### Document extract:
***

The Associated Press reported that the weapons and the map raised questions about whether Woodson was planning an attack on Fort Drum. The Somerset County prosecutor Wayne Forrest did not comment on whether he thought Woodson had been planning to attack the New York facility. Fort Drum's garrison commander, Col. Kenneth Riddle, issued a statement on January 27, 2010, saying the garrison had been notified immediately when the map was discovered in Woodson's possession; he believed the post was secure due to security measures already in place.

==State proceedings, conviction, and sentencing==
Woodson was charged in state court on January 26, 2010, with second-degree unlawful possession of weapons, fourth-degree possession of prohibited defaced firearms and prohibited weapons- armor penetrating bullets, fourth degree possession of large capacity ammunition magazine, obstruction of justice, and resisting arrest. Bail was set by a New Jersey Superior Court Judge John Pursel in Somerville at $75,000.

On February 25, 2010, Woodson was indicted by a Somerset County grand jury on numerous charges, including second-degree attempted robbery and multiple weapons offenses, including second-degree possession of a firearm for an unlawful purpose and fourth-degree possession of hollow-point bullets. Chanel Hudson, Woodson's public defender on the state charges, noted that she has not yet received all of the discovery. Hudson said that attempted robbery was not an initial charge, and would like to see the evidence they have to support it.

On April 10, 2010, Woodson pleaded not guilty to the charges against him. On August 20, 2010, his defense lawyer asserted in New Jersey Superior Court that a defense psychiatrist's report indicated Woodson is competent to stand trial, but has paranoid schizophrenia, “which rendered him incapable of committing the crimes he’s charged with.” Woodson was sentenced by Judge Reed to 14 1/2 years in New Jersey State Prison on September 28, 2012, and must serve 10 years and 8 months before he becomes eligible for parole.

***

### Record excerpts:
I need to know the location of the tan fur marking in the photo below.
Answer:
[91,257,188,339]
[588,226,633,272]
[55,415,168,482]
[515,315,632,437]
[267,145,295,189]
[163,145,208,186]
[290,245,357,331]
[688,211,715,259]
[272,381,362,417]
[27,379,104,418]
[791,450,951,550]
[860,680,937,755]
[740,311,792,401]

***

### Exercise instructions:
**1)** Answer these questions from the text on the Woodson case:
(a) Who was Fort Drum's garrison commander?
(b) At what amount was Woodson's bail set?
(c) To how many years in New Jersey State Prison was Woodson sentenced?
**2)** Print the stretch of the text on the Woodson case from "The Associated Press" through "already in place.".
**3)** Proceed with the text on the Woodson case from the point where it stops.

### Expected responses:
**1)**
(a) Col. Kenneth Riddle
(b) $75,000
(c) 14 1/2 years

**2)**
The Associated Press reported that the weapons and the map raised questions about whether Woodson was planning an attack on Fort Drum. The Somerset County prosecutor Wayne Forrest did not comment on whether he thought Woodson had been planning to attack the New York facility. Fort Drum's garrison commander, Col. Kenneth Riddle, issued a statement on January 27, 2010, saying the garrison had been notified immediately when the map was discovered in Woodson's possession; he believed the post was secure due to security measures already in place.

**3)**
==Federal proceedings==
The day after the arrest, the FBI indicated its preliminary finding that Woodson did not appear to have a link to any known terrorist groups, nor a specific terrorist plot. It stressed that the matter was still under investigation. After initial investigation and meeting with local authorities, the FBI and the local Bureau of Alcohol, Tobacco, Firearms and Explosives determined that, despite the amount of firepower uncovered, the incident was not terror-related. Former FBI agent Brad Garrett commented that unless they could link Woodson to a specific group, the FBI was unlikely to say it was terror-related, adding "For whatever reason, they feel like this doesn't rise to be prosecuted in federal court."

Subsequently, federal authorities charged Woodson in a criminal complaint with violating the federal law prohibiting a felon previously convicted of a weapons offense from possessing firearms. He appeared briefly in federal court on January 29, 2010, before U.S. Magistrate Judge Madeline Cox Arleo in Newark. He was assigned a public defender and waived his right to a detention hearing, and his lawyer said he would consent to being held in custody without bail.

The prosecutor told the judge that Woodson admitted in an interview that he intended to use the weapons in furtherance of a violent crime, though the prosecutor did not explain further, and the U.S. attorney's office spokesman said he would not elaborate. The federal charge carries a potential sentence of 10 years in prison, with a $250,000 fine.

U.S. Attorney's Office spokesman Greg Reinert indicated that, given the detainer on him for the federal charge, Woodson would not be released even should he succeed at making bail at the county level.